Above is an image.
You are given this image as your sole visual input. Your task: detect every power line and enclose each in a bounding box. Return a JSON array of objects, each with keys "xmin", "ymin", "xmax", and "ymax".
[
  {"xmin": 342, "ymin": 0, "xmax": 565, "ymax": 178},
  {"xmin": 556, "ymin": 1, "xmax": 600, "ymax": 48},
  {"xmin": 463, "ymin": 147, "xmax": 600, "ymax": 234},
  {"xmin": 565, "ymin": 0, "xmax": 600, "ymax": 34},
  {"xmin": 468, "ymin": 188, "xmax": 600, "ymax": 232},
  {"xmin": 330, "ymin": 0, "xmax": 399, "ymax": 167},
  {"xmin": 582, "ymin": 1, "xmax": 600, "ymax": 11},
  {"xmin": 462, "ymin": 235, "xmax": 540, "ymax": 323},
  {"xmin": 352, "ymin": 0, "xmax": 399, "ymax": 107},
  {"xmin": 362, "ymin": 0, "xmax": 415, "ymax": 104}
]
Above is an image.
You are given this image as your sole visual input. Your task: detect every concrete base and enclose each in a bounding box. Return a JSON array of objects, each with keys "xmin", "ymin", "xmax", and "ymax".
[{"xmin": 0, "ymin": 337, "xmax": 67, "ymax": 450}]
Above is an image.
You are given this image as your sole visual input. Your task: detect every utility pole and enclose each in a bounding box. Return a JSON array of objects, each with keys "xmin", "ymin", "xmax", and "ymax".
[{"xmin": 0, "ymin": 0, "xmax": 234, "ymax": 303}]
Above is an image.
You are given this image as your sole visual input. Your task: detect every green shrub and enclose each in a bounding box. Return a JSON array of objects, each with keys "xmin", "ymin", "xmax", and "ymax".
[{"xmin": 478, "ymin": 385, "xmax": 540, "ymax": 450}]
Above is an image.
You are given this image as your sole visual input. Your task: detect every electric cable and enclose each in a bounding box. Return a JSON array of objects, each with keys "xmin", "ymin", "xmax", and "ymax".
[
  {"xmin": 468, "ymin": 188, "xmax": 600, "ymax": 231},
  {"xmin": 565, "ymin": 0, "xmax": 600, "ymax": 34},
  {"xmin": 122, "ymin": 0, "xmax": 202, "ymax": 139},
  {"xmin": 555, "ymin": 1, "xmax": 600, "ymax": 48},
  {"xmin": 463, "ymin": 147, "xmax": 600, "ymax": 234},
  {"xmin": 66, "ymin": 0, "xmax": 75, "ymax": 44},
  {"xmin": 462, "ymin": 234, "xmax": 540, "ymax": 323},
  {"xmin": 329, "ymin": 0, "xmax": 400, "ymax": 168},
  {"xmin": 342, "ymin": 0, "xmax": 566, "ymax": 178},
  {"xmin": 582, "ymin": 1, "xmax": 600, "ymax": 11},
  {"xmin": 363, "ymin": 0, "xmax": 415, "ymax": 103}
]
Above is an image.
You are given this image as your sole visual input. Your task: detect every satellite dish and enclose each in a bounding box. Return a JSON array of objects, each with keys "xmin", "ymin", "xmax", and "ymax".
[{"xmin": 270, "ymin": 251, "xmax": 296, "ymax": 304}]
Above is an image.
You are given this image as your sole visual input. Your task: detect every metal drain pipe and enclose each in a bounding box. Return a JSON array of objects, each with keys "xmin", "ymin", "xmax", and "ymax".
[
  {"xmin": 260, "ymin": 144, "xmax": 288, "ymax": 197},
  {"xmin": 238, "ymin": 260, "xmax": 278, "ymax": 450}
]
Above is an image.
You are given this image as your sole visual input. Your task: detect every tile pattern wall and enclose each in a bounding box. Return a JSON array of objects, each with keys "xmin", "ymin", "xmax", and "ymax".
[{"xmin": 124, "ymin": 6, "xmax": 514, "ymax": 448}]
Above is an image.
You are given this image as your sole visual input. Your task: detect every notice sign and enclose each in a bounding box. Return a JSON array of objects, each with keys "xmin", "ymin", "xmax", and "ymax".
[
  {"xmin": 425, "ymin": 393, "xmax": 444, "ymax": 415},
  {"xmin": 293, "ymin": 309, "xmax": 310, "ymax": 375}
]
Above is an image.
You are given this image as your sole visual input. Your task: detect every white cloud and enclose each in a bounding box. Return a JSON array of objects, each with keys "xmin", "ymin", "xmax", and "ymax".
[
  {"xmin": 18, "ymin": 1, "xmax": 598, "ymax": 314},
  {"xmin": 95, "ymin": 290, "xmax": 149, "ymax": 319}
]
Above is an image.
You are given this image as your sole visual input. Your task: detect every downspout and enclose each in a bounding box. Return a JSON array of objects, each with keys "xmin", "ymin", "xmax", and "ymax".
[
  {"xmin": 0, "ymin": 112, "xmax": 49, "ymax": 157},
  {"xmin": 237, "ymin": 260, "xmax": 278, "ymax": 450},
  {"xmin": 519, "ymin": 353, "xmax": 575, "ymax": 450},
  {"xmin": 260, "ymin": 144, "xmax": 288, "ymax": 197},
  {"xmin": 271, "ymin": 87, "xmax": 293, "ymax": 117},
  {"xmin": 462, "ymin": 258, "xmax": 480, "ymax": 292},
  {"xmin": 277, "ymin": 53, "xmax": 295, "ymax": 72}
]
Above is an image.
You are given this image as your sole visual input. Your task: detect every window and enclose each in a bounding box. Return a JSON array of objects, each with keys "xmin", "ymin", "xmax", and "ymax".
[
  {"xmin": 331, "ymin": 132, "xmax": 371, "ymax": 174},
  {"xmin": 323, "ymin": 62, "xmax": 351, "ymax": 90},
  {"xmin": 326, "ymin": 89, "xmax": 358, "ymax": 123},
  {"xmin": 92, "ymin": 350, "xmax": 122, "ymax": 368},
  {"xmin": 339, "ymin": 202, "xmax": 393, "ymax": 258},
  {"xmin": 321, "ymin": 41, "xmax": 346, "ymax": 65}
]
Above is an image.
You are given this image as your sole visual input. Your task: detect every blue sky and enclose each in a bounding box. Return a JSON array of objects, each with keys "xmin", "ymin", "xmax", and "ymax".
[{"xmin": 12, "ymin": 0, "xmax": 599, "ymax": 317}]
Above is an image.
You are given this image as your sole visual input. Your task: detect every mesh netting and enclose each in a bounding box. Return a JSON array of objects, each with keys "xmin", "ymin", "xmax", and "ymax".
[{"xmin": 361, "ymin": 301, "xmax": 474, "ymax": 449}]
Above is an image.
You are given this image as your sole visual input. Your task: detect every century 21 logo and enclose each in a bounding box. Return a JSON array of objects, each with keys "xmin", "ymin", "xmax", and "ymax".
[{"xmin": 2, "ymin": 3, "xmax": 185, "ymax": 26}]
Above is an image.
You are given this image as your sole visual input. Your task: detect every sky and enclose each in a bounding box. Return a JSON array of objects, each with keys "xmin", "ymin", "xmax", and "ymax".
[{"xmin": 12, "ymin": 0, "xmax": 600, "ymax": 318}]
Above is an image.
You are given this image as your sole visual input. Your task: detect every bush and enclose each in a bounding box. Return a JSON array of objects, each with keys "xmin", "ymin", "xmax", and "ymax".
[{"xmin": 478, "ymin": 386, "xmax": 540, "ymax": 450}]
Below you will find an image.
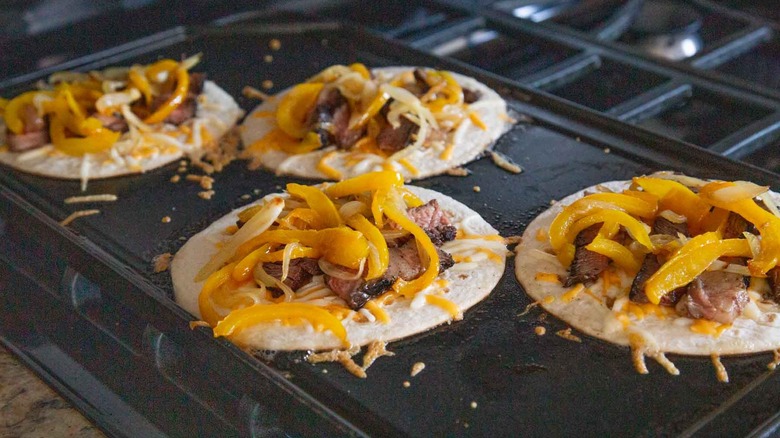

● **Problem requirements**
Each entry above is to be restated exactly, without its images.

● **Your solution**
Above is an image.
You are given this image as your sole visual input. Your task: detect every power line and enclose each in a bounding box. Return a JSON array of objects, each with keys "xmin", "ymin", "xmax", and "ymax".
[
  {"xmin": 342, "ymin": 0, "xmax": 565, "ymax": 178},
  {"xmin": 556, "ymin": 1, "xmax": 600, "ymax": 48},
  {"xmin": 463, "ymin": 147, "xmax": 600, "ymax": 234},
  {"xmin": 565, "ymin": 0, "xmax": 600, "ymax": 34},
  {"xmin": 468, "ymin": 188, "xmax": 600, "ymax": 232},
  {"xmin": 330, "ymin": 0, "xmax": 399, "ymax": 167},
  {"xmin": 582, "ymin": 1, "xmax": 600, "ymax": 11},
  {"xmin": 462, "ymin": 235, "xmax": 540, "ymax": 323},
  {"xmin": 352, "ymin": 0, "xmax": 399, "ymax": 107},
  {"xmin": 362, "ymin": 0, "xmax": 415, "ymax": 104}
]
Above is an image.
You are given this image as your sole visual input. Your task: detect every concrete base and enclose each in a bounding box. Return a JSON array of objects, each with keys "xmin", "ymin", "xmax", and "ymax".
[{"xmin": 0, "ymin": 337, "xmax": 67, "ymax": 450}]
Above is an image.
You are given this image as your sole visual input. Your task: detect every utility pole and enclose each in a bounding box. Return a JSON array of objects, each with keys "xmin", "ymin", "xmax", and "ymax".
[{"xmin": 0, "ymin": 0, "xmax": 234, "ymax": 303}]
Above is an image.
You are given this image as your sole visual input. Your task: detect every green shrub and enclose each in a bounding box. Return a JSON array of objects, each with keys "xmin", "ymin", "xmax", and "ymax".
[{"xmin": 478, "ymin": 385, "xmax": 540, "ymax": 450}]
Above is an image.
You are given this image as your sole visual input. Your task: detect every electric cable and enclose each in a bounding box. Return a JSON array of objects, each with keys "xmin", "ymin", "xmax", and "ymax".
[
  {"xmin": 468, "ymin": 188, "xmax": 600, "ymax": 231},
  {"xmin": 565, "ymin": 0, "xmax": 600, "ymax": 34},
  {"xmin": 122, "ymin": 0, "xmax": 202, "ymax": 139},
  {"xmin": 555, "ymin": 1, "xmax": 600, "ymax": 48},
  {"xmin": 463, "ymin": 147, "xmax": 600, "ymax": 234},
  {"xmin": 66, "ymin": 0, "xmax": 75, "ymax": 44},
  {"xmin": 462, "ymin": 234, "xmax": 540, "ymax": 323},
  {"xmin": 329, "ymin": 0, "xmax": 400, "ymax": 168},
  {"xmin": 342, "ymin": 0, "xmax": 566, "ymax": 178},
  {"xmin": 582, "ymin": 1, "xmax": 600, "ymax": 11},
  {"xmin": 363, "ymin": 0, "xmax": 415, "ymax": 103}
]
Above is an image.
You are given this image as your sole visual input. Your task: detect every satellite dish and enclose each in a bounding box. Return a JSON array of objects, each with keys "xmin", "ymin", "xmax", and "ymax".
[{"xmin": 270, "ymin": 251, "xmax": 296, "ymax": 304}]
Above is an image.
You are given this image as your sole visual input. Your task: detect every metal drain pipe and enclose each in a bounding box. Return a JSON array of objects, each with keys "xmin", "ymin", "xmax", and "ymax".
[
  {"xmin": 260, "ymin": 144, "xmax": 288, "ymax": 197},
  {"xmin": 238, "ymin": 260, "xmax": 278, "ymax": 450}
]
Above is an image.
You are given this image as your sole visual input. Your task: detect every tile pattern wall and enclose each in a bounding box. Return a JSON array of objects, each with keys "xmin", "ymin", "xmax", and "ymax".
[{"xmin": 124, "ymin": 6, "xmax": 514, "ymax": 448}]
Above is an image.
You are given this image as your sole visual input. Your task: detect every notice sign and enclose each in a bounding box. Return a JSON array of objects, each with keys "xmin", "ymin", "xmax", and "ymax".
[
  {"xmin": 425, "ymin": 393, "xmax": 444, "ymax": 415},
  {"xmin": 293, "ymin": 309, "xmax": 310, "ymax": 375}
]
Above is an image.
You are given this image as your sole visual input. Your task: detect every white cloud and enclose each in a bounding box. Return a JSON array of objects, each with keys "xmin", "ymin", "xmax", and "ymax".
[
  {"xmin": 18, "ymin": 1, "xmax": 598, "ymax": 314},
  {"xmin": 95, "ymin": 290, "xmax": 149, "ymax": 319}
]
Above is an image.
You are given this image as your sole visual input. Your task: detect every downspout and enclose each in a bounding box. Return a JSON array of objects, each with keys "xmin", "ymin", "xmax", and "ymax".
[
  {"xmin": 0, "ymin": 112, "xmax": 49, "ymax": 157},
  {"xmin": 237, "ymin": 260, "xmax": 278, "ymax": 450},
  {"xmin": 519, "ymin": 353, "xmax": 575, "ymax": 450},
  {"xmin": 260, "ymin": 144, "xmax": 288, "ymax": 197},
  {"xmin": 271, "ymin": 87, "xmax": 293, "ymax": 117},
  {"xmin": 462, "ymin": 258, "xmax": 480, "ymax": 292},
  {"xmin": 277, "ymin": 53, "xmax": 295, "ymax": 72}
]
Above is an image.
You are given this image as your sole visual input. Your task: detect every window and enclose each in a bounding box. Return a JSON array of objects, each with keys "xmin", "ymin", "xmax", and "ymax".
[
  {"xmin": 331, "ymin": 132, "xmax": 371, "ymax": 174},
  {"xmin": 323, "ymin": 62, "xmax": 351, "ymax": 90},
  {"xmin": 326, "ymin": 89, "xmax": 358, "ymax": 123},
  {"xmin": 92, "ymin": 350, "xmax": 122, "ymax": 368},
  {"xmin": 339, "ymin": 202, "xmax": 393, "ymax": 258},
  {"xmin": 321, "ymin": 41, "xmax": 346, "ymax": 65}
]
Above is an image.
You are given this image as your sole visual input. Your task: detect every blue sky and enclose each in a bounding box. Return a JSON array of objects, each with keys "xmin", "ymin", "xmax", and "ymax".
[{"xmin": 12, "ymin": 0, "xmax": 599, "ymax": 317}]
Above is an image.
You are given this image as your sole visual input. Your task: detect every mesh netting and enclose each in a bounding box. Return a JSON array of objects, each with keys "xmin", "ymin", "xmax", and "ymax".
[{"xmin": 361, "ymin": 301, "xmax": 474, "ymax": 449}]
Above is an image.
You are given this image as your sole visual input. Your task: detect every century 21 logo and enclose each in a bounding box. Return a JSON array of objects, each with keys "xmin", "ymin", "xmax", and "ymax".
[{"xmin": 2, "ymin": 3, "xmax": 185, "ymax": 26}]
Above is an image.
You are given this image as your sole visual input. Your task: detect every sky and enclose each in a bounding box. Return a JSON array of objects, each with keys "xmin", "ymin", "xmax", and "ymax".
[{"xmin": 12, "ymin": 0, "xmax": 600, "ymax": 318}]
Above is an image.
You are given this image as your sole visual input. Your task: detect every bush and enclose each in a bounding box. Return a JSON array of objects, each with keys "xmin", "ymin", "xmax", and "ymax".
[{"xmin": 478, "ymin": 386, "xmax": 540, "ymax": 450}]
Below you will find an image.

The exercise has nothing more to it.